### GOAL OF THE EXERCISE
In the material below, find each line containing the string "positive" and copy each of those lines out in full. Case matters.
MATERIALS PROVIDED START
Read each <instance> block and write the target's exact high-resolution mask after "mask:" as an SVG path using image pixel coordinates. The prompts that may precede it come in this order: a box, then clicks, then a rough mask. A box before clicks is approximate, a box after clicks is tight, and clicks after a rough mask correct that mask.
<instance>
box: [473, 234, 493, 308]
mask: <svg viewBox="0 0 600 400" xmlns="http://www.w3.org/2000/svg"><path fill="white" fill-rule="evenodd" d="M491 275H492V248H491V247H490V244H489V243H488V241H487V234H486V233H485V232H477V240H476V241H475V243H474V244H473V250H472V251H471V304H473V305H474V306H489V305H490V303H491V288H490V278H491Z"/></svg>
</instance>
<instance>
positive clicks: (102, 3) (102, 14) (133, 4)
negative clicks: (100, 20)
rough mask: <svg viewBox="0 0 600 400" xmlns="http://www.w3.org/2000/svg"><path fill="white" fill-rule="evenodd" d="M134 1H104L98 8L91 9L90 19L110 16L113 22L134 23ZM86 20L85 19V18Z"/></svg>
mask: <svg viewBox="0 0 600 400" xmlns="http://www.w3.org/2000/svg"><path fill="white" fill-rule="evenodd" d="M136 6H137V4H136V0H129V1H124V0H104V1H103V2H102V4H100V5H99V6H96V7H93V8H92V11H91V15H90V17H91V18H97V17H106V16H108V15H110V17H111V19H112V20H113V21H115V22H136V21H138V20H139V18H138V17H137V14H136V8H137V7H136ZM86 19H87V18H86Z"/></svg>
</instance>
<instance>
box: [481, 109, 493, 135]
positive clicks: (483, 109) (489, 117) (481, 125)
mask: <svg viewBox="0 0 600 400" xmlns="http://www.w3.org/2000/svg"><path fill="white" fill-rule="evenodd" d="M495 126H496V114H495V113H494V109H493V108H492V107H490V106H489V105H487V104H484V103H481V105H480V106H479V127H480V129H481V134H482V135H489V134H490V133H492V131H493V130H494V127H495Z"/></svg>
MATERIALS PROVIDED END
MATERIALS PROVIDED START
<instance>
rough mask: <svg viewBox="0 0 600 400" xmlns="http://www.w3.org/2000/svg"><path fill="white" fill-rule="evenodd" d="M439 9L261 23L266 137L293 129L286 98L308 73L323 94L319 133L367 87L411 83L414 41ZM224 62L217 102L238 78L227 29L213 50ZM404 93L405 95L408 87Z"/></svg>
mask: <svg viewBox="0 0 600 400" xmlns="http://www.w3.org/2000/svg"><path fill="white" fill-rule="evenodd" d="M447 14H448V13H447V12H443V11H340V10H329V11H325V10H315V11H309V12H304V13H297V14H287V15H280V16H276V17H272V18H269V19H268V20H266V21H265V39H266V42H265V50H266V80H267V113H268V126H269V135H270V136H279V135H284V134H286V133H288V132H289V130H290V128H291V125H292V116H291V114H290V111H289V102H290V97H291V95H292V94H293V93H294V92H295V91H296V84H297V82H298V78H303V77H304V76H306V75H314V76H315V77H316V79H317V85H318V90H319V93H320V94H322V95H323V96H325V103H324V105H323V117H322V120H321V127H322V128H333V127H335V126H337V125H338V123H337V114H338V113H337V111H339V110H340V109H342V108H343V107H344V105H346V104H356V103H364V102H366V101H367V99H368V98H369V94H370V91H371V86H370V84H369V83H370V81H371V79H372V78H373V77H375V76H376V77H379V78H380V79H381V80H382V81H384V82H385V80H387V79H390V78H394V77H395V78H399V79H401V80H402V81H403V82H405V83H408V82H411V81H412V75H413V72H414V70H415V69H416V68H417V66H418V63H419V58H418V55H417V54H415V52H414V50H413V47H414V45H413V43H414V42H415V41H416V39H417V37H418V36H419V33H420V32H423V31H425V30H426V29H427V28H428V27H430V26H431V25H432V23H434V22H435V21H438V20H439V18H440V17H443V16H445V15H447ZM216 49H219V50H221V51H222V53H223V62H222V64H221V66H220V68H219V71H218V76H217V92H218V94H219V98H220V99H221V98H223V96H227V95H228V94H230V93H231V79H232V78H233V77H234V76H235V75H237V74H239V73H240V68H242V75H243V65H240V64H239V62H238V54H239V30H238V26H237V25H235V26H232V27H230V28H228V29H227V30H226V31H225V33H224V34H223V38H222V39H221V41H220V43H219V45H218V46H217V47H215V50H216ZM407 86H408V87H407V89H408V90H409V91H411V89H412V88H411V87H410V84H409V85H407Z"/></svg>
MATERIALS PROVIDED END
### ANSWER BOX
positive clicks: (102, 3) (102, 14) (133, 4)
positive clicks: (483, 109) (489, 117) (481, 125)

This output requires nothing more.